(本文)

***

信濃 平賀城(佐久市)

二の丸から本丸(石垣)を

佐久南部地方の一大勢力・平賀氏代々の居城

所在地

長野県佐久市平賀(大林寺の約500m東の山)
大林寺:平賀5064、電話0267-62-1484、駐車場拝借

形状

山城(標高861m、比高155m)

現状・遺構等

現状:山林
遺構等:曲輪、石積み、堀切、石碑、説明板、遺構案内標柱

満足度

★★★☆☆

訪城日

2008/12/25

歴史等

平賀(ひらか)城は、築城年代は明らかではないが、佐久郡南部に勢力をふるった平賀氏が代々にわたって要害とした山城である。
平賀氏は、信濃国を本拠地とした武家の一つで、平安時代の後期に新羅三郎義光の子盛義が佐久郡平賀邑を本拠とし、 平賀冠者と名乗ったことに始まる。その子義信は源義朝に従い平治の乱に出陣、また治承4年(1180)源頼朝が挙兵するとその軍門に参じた。 その後、鎌倉幕府の有力な御家人となって中央で活躍した。
佐久平賀郷では、在地豪族などが平賀姓を名乗っていたが、信濃源氏小笠原氏の庶流大井氏の勢力下となり、 庶流の岩村田大井氏出身の平賀玄信が記録に残されている。江戸時代、平賀源内はこの平賀氏の子孫を名乗った。
『「現地説明板」、「フリー百科事典・ウィキペディア(Wikipedia)」より』

現況・登城記・感想等

平賀城は、本城・城平・搦手曲輪等から成っている。本城は山頂にあり、本丸・二の丸・三の丸が連郭式に並び、本丸は山頂部の最も奥 (東)の最高所にある。また、山腹全体に非常に多くの段曲輪がある。

***

(課題の指示)
本文のうち、「平賀(ひらか)城は、築城年代」から「この平賀氏の子孫を名乗った。」までを一字も変えずに書き出してください。 ここから先のデータは、本文の内容とは関係ありません。

***

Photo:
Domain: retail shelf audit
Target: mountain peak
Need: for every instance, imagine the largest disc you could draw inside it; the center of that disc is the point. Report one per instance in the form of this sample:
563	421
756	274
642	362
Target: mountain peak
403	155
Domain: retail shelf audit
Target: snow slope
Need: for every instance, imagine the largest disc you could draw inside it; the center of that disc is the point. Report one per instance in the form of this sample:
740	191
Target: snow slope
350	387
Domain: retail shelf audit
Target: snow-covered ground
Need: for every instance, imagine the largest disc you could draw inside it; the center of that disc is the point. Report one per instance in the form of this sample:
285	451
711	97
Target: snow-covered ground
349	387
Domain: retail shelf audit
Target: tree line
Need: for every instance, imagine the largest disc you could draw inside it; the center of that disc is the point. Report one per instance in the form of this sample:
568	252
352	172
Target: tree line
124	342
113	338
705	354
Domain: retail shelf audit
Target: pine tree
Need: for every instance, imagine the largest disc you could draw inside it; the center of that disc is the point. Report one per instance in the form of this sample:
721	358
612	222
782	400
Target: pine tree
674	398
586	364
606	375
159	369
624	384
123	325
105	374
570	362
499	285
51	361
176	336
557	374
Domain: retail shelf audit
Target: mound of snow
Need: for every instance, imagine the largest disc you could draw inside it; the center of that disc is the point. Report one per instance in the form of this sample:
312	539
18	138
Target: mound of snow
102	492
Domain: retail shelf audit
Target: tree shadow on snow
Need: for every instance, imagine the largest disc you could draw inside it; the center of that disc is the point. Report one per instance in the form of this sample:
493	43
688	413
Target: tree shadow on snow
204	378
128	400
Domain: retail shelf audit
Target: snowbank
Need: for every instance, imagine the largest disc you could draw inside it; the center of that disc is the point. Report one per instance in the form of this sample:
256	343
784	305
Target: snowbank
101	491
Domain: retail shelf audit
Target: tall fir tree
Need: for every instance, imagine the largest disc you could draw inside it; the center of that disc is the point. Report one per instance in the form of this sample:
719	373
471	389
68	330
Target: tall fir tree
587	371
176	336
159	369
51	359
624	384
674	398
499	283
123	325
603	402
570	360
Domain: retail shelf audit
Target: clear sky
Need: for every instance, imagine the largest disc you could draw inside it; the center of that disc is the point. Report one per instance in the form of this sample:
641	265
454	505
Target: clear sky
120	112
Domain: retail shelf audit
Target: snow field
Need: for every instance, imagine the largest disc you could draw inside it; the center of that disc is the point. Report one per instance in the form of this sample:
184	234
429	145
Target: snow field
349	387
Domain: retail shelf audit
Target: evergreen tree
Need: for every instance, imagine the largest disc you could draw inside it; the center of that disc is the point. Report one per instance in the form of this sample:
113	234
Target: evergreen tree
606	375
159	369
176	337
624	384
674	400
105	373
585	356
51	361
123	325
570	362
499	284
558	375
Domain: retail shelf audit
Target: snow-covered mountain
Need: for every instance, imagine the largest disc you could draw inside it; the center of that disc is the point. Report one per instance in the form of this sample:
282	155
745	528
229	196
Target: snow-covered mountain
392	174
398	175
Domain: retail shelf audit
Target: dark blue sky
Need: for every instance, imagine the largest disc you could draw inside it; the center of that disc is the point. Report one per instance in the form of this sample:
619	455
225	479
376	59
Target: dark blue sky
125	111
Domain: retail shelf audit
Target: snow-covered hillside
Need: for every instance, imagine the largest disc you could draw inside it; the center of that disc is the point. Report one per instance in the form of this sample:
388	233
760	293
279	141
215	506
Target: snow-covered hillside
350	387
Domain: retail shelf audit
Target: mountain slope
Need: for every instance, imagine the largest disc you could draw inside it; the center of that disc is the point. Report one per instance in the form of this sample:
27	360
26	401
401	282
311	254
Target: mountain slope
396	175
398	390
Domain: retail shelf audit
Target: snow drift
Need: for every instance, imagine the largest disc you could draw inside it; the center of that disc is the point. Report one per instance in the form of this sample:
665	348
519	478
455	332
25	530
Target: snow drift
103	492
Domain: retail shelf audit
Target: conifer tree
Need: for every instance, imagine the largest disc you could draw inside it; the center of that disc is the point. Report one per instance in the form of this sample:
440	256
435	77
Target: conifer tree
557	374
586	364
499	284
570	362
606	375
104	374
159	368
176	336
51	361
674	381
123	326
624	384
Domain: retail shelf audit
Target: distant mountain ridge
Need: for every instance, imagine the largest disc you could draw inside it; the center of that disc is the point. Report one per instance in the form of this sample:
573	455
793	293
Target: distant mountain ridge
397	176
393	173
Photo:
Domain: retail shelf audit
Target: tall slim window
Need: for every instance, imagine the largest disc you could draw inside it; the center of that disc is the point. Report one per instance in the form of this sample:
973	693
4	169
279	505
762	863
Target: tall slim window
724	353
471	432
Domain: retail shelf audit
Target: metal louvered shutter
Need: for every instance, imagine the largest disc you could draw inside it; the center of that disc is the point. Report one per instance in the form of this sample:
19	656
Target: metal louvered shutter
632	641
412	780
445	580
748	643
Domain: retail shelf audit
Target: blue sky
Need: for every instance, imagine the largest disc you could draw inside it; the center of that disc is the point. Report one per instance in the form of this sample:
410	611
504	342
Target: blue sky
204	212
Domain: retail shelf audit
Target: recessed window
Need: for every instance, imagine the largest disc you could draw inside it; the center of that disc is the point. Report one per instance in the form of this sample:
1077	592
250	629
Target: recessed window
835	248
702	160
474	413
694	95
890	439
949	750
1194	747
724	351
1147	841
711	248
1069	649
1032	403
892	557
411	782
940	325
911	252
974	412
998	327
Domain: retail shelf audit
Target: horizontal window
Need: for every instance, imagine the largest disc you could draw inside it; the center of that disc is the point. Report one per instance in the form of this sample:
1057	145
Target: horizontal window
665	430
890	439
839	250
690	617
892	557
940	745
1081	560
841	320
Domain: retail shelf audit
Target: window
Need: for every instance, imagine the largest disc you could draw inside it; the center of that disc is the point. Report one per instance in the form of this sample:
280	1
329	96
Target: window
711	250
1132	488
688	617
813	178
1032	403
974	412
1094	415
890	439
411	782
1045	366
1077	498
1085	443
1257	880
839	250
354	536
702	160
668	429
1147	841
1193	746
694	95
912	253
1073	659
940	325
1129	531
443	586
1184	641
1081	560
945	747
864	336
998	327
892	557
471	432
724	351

***

(出力結果)
平賀(ひらか)城は、築城年代は明らかではないが、佐久郡南部に勢力をふるった平賀氏が代々にわたって要害とした山城である。
平賀氏は、信濃国を本拠地とした武家の一つで、平安時代の後期に新羅三郎義光の子盛義が佐久郡平賀邑を本拠とし、 平賀冠者と名乗ったことに始まる。その子義信は源義朝に従い平治の乱に出陣、また治承4年(1180)源頼朝が挙兵するとその軍門に参じた。 その後、鎌倉幕府の有力な御家人となって中央で活躍した。
佐久平賀郷では、在地豪族などが平賀姓を名乗っていたが、信濃源氏小笠原氏の庶流大井氏の勢力下となり、 庶流の岩村田大井氏出身の平賀玄信が記録に残されている。江戸時代、平賀源内はこの平賀氏の子孫を名乗った。